Written task: Can you change every "Pinpoint" in the lines below to "Locate", leaving everything else untouched and omitting the pictures?

Provided records:
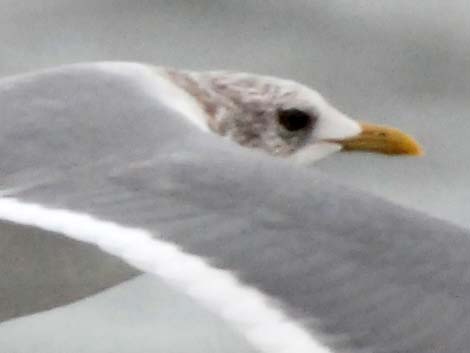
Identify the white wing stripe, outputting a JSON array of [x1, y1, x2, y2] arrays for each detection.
[[0, 198, 331, 353]]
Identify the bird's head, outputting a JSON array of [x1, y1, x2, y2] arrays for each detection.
[[165, 71, 422, 161]]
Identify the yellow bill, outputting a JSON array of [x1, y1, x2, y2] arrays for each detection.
[[331, 123, 424, 156]]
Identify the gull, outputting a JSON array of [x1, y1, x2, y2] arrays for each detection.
[[0, 62, 470, 353]]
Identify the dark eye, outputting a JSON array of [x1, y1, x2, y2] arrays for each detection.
[[277, 108, 316, 131]]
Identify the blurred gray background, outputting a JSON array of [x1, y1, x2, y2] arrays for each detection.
[[0, 0, 470, 353]]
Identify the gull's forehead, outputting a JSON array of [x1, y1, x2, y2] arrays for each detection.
[[203, 71, 326, 110]]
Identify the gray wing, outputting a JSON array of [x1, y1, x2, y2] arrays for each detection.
[[0, 65, 470, 353]]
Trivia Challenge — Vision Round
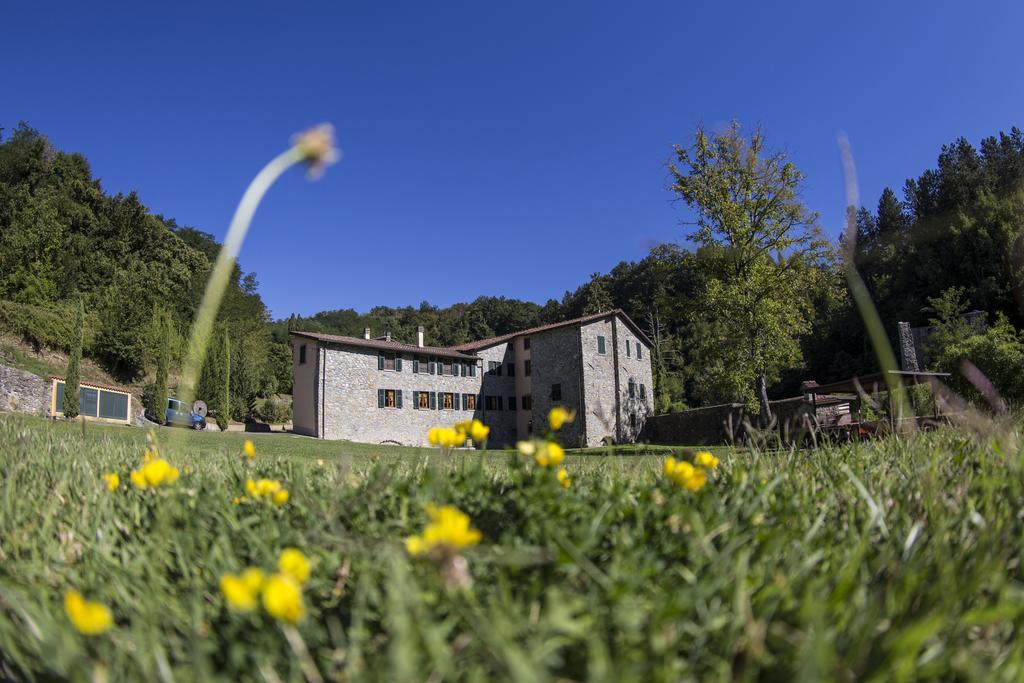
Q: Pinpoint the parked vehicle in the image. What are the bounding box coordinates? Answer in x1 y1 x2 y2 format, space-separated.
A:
164 398 206 430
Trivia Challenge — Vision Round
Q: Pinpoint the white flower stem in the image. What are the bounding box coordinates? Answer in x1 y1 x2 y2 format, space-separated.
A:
178 145 305 404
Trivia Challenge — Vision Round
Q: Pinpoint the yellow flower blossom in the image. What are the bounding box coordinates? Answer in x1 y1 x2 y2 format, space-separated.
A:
220 569 262 612
548 405 575 431
406 505 481 555
558 467 572 488
663 457 708 490
65 590 114 636
131 458 180 488
263 573 306 624
278 548 309 586
693 451 718 470
534 441 565 467
469 420 490 443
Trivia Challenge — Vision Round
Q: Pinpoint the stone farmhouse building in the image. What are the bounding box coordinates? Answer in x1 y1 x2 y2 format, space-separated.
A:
291 309 653 446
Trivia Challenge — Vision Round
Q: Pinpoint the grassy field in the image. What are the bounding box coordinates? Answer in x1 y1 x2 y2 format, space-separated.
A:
0 415 1024 681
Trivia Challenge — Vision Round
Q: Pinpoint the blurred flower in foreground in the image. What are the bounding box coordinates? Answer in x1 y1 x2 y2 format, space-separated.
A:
292 123 341 179
65 590 114 636
663 456 708 490
131 452 179 488
406 504 482 588
558 467 572 488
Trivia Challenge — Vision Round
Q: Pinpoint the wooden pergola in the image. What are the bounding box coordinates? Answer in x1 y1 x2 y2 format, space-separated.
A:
804 370 949 429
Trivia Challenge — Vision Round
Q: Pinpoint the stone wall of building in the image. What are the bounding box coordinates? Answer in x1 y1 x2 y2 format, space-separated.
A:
470 342 521 446
321 344 481 445
530 326 586 446
292 337 318 436
610 317 654 443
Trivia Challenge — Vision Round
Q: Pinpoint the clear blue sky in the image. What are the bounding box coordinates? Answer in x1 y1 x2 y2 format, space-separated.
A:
0 0 1024 316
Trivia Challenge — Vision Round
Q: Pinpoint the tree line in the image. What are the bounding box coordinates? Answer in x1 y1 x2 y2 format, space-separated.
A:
8 124 1024 417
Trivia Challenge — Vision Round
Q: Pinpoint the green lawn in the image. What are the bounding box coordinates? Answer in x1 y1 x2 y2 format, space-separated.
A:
0 415 1024 681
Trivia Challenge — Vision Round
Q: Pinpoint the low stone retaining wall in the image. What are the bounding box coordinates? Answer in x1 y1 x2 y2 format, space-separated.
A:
0 366 50 417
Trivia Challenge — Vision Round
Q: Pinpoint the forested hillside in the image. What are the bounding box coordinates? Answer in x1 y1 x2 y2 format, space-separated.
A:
6 124 1024 418
0 123 291 417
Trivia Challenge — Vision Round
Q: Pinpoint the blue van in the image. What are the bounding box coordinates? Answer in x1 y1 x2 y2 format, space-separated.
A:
164 398 206 429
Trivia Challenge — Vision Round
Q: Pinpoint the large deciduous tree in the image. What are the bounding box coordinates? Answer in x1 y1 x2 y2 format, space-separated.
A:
669 122 828 423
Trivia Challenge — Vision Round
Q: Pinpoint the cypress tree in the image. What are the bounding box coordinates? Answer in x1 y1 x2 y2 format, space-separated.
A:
153 308 171 422
61 299 85 420
217 327 231 431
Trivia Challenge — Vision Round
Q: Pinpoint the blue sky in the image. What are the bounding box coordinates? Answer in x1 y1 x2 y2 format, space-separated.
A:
0 0 1024 316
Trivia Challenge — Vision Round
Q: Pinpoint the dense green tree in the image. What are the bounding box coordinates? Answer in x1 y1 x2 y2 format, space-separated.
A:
669 123 826 421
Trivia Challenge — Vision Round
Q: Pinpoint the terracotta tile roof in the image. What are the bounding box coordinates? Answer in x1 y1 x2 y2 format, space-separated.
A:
50 375 131 393
292 331 477 359
292 308 652 358
452 308 651 351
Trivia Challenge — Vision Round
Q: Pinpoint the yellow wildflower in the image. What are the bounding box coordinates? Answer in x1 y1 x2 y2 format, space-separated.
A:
263 573 305 624
131 458 180 488
548 405 575 431
65 590 114 636
278 548 309 585
534 441 565 467
693 451 718 470
469 420 490 443
558 467 572 488
663 457 708 490
406 505 481 555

Answer in full:
Identify the white wing stripe, outputting a JSON array of [x1, y1, x2, y2] arrays for each detection.
[[0, 198, 331, 353]]
Identify the bird's head, outputting a JSON array of [x1, y1, x2, y2] arrays for each detection.
[[165, 71, 422, 161]]
Identify the yellow bill, outputting a JSON array of [x1, y1, x2, y2] arrays for each detection.
[[331, 123, 424, 156]]
Identify the gull, outputting a JSON array of [x1, y1, x2, y2] arrays for each detection.
[[0, 62, 470, 353]]
Identify the dark eye, outputting a JSON array of [x1, y1, x2, y2] arrays for each detection.
[[277, 108, 316, 131]]
Identify the blurred gray background, outputting a JSON array of [x1, y1, x2, y2] arrays for each detection.
[[0, 0, 470, 353]]
Identify the gull's forehead, outputting a JSON array of [x1, y1, x2, y2] arrays for each detection.
[[203, 71, 326, 110]]
Identify the gray wing, outputting a JSON array of [x1, y1, x2, y2] arrays for each detection.
[[0, 65, 470, 353]]
Trivia Challenge — Vision Round
Q: Locate the parked vehicle in the image. What are the bounding box coordinates? Answer in x1 y1 x2 y2 format, space-separated.
A:
164 398 206 430
Trivia Challenge — Vision Round
Q: Locate the white flower stem in the image. What are the bounding box coordinates? Answer in x1 y1 x2 y2 format, space-separated.
A:
178 145 305 404
Trivia Challenge — Vision Round
Q: Locate the yellow flower blossom in the image. What are the bounding box coordinates? Answer in x1 y1 x2 y2 format, space-separated.
A:
220 569 262 612
548 405 575 431
406 505 481 555
558 467 572 488
663 457 708 490
65 590 114 636
131 458 180 488
263 573 306 624
278 548 309 586
693 451 718 470
534 441 565 467
469 420 490 443
Trivia Challenge — Vision Round
Q: Locate the stone farmhouse building in the image. What are the bounding box coordinates? Answer in x1 y1 x2 y2 format, space-separated.
A:
291 309 653 446
Trivia Challenge — Vision Round
Q: Locate the grassy field in the image. What are the bounding box coordinates? Answer in x1 y1 x2 y2 format, space-separated.
A:
0 415 1024 681
Trivia Challenge — Vision Round
Q: Locate the blurred flower in foreground in the image. What are the bounding box coordinates? Answer in x1 y1 x2 y2 format, space-separated.
A:
292 123 341 179
65 590 114 636
663 456 708 490
131 452 179 488
406 504 482 588
558 467 572 488
Trivia Challenge — Vision Round
Q: Locate the wooden pergola in the image. What are the bounding box coordinates? Answer in x1 y1 x2 y2 format, space-separated.
A:
804 370 949 429
Trivia Challenge — Vision Round
Q: Locate the stone wall of building in the image. What are the bounding box coordinates? Answer in x1 y1 x2 y2 format, space-separated.
A:
470 342 521 446
321 344 481 445
530 326 586 446
292 337 318 436
610 317 654 443
Trivia Challenge — Vision Round
Q: Locate the clear blue sky in the image. What are the bounding box coordinates? Answer in x1 y1 x2 y2 format, space-separated.
A:
0 0 1024 316
Trivia Challenge — Vision Round
Q: Locate the tree line in the image. What are the bounding box coordinates? Answer in x1 y1 x2 y2 format, space-separated.
A:
8 124 1024 417
Trivia Challenge — Vision Round
Q: Locate the green lawn in the image. What are the bounding box coordinates? Answer in x1 y1 x2 y2 format, space-separated.
A:
0 415 1024 681
Trivia Challenge — Vision Round
Q: Locate the low stone retaining wall in the image. What are the bounding box coordinates? Answer in x1 y1 x2 y2 format, space-separated.
A:
0 366 50 417
Trivia Challenge — Vision Round
Q: Locate the forested hillside in the image. What are the bounding box coordinates? Answer in x1 y1 x2 y2 format, space-separated.
A:
6 124 1024 418
0 123 291 417
Trivia Challenge — Vision Round
Q: Locate the blue van in the image. What are the bounding box coordinates? Answer in x1 y1 x2 y2 format, space-separated.
A:
164 398 206 429
Trivia Challenge — Vision Round
Q: Locate the large deciduous tree in the image. What are the bounding box coordinates? Answer in x1 y1 x2 y2 format, space-separated.
A:
669 122 828 423
Trivia Challenge — Vision Round
Q: Locate the cypress tree in the image. What are the bounding box coordinates? Answer in x1 y1 x2 y2 format, space-separated.
A:
153 308 171 422
61 299 85 420
217 327 231 431
Trivia Challenge — Vision Round
Q: Locate the blue sky in the image. What are the bounding box coordinates? Answer in x1 y1 x2 y2 format, space-separated.
A:
0 0 1024 316
Trivia Challenge — Vision Round
Q: Locate the dense green tree in the image. What are the bounding box coordinates? Answer in x1 y1 x2 y2 format, space-separated.
A:
669 123 826 421
Trivia Challenge — Vision Round
Q: Locate the terracotta tile roof in the image. What are the bounding box coordinates? Answer in x1 y1 x2 y2 format, space-separated.
A:
50 375 131 393
292 331 477 359
292 308 652 358
452 308 651 351
Trivia Challenge — Vision Round
Q: Locate the yellow wildflower in the image. What are the bounding box coordinates? Answer in x1 y1 x2 y2 format, space-separated.
A:
263 573 305 624
131 458 180 488
548 405 575 431
65 590 114 636
278 548 309 585
534 441 565 467
693 451 718 470
469 420 490 443
558 467 572 488
663 457 708 490
406 505 481 555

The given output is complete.